Our View From Here

Perspectives of Five Women

Fears

on September 1, 2011

(I apologize for the terribly unoriginal and boring title. I couldn’t think of anything else.)

My fears don’t have a lot of rhyme or reason to them and although I know they’re present, I have a hard time identifying what specifically my fears are. I have the semi-but-not-totally-irrational fears of being raped or abducted, which I think most women probably experience at one time or another. Other fears from time to time flit across my brain: getting into a car accident, being in a plane crash, having a loved one die unexpectedly. I attribute these fears to an overactive imagination, with my need to always plan for the worst. I seldom seriously consider these fears, and am hesitant to even categorize them as “fears” but they do pop in from time to time. Most of my fears are more mundane.

Many seem to stem from my pseudo-perfectionism. I hate the idea of being wrong, or saying something completely ridiculous. I was always a quiet kid in school, seldom raising my hand, even though I often knew the answer to a question. Despite being reasonably confident that I had the right answer, my fear of being wrong usually held me back from answering. It really started sucking when participation became part of my grade. I was usually able to overcome this shortcoming enough so my grade wasn’t sacrificed, or at least by too much.

**Supplied data:**
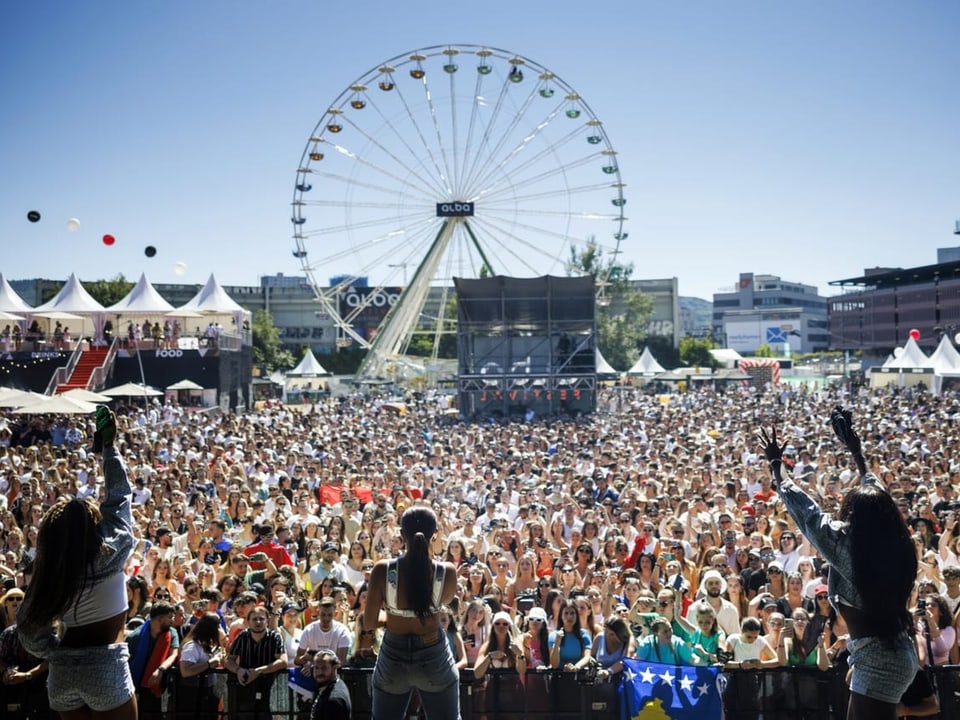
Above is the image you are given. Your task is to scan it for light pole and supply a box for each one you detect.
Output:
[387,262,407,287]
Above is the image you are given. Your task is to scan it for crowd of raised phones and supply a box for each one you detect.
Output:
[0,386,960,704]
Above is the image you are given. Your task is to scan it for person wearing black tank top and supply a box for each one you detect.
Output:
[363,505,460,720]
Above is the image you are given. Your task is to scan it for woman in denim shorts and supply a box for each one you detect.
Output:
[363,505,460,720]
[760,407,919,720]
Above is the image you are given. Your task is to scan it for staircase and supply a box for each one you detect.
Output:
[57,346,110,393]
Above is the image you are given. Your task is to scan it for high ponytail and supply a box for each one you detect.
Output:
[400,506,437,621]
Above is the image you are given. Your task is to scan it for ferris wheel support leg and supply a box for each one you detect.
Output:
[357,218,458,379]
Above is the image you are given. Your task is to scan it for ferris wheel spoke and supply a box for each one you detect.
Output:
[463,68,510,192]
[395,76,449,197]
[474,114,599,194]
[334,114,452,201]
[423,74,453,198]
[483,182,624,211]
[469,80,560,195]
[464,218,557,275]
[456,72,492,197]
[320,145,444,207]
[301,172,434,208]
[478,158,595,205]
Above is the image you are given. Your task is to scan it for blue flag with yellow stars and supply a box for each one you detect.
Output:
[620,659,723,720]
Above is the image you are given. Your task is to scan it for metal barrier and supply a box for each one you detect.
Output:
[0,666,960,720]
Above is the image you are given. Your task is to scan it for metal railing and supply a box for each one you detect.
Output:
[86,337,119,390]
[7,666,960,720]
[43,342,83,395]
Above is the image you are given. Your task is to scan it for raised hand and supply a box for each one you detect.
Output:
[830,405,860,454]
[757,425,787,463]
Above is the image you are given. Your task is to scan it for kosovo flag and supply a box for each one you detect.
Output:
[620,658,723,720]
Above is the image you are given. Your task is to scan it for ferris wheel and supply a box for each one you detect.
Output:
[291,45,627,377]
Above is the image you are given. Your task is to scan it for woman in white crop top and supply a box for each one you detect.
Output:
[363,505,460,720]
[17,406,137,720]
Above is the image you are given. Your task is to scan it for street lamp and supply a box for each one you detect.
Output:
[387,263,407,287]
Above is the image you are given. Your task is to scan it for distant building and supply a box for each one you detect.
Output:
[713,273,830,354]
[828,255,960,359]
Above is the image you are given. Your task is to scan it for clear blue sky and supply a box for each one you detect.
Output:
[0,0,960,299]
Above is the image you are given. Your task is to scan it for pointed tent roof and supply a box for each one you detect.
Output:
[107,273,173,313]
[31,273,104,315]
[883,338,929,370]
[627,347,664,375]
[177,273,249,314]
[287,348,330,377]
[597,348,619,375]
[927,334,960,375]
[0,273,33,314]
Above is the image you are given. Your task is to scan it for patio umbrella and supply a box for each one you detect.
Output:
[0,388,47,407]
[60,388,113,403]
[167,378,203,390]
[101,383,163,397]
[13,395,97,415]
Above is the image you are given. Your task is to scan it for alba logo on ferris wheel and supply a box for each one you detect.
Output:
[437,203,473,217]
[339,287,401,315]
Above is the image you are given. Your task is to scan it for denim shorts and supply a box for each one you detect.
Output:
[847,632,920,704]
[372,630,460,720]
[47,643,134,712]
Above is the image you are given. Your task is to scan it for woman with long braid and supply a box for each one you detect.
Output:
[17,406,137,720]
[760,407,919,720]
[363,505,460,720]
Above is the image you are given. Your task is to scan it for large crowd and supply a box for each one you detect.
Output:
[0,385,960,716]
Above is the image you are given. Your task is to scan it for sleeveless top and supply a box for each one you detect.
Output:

**What needs to be done:** Please extend the personal essay about fears, starting right after its final sentence.

**Exercise output:**
Somewhat related, I have a fear of failing, particularly as my career is concerned. For a long time, I felt stuck in my job. It wasn’t what I had imagined doing and worse, I didn’t seem to be making progress. It’s only in the last year or so that I finally felt like I was moving forward. I’m still not exactly where I want to be, but I feel like I’m getting closer. The problem is I have so many plans for my life and expectations that it’s important to me to make sure I have a challenging, satisfying career that commands a good salary. I think there is a bit of pride at play too. A part of me wants people to be impressed when I tell them about my job. I don’t know why I feel the need to have such validation, but I do.  Must work on that.

I also have a fear of getting lost. I often joke that I could get lost in my house, but I’ve proven to myself time and again that I can follow directions or plan an alternate route on the fly when a road I was planning to take is blocked or traffic is heavy. Driving to a new place can often be a stressful experience for me, but I think more than anything, I psych myself out and actually create the problem. If I could learn to trust myself, I’d probably find I get turned around a lot less.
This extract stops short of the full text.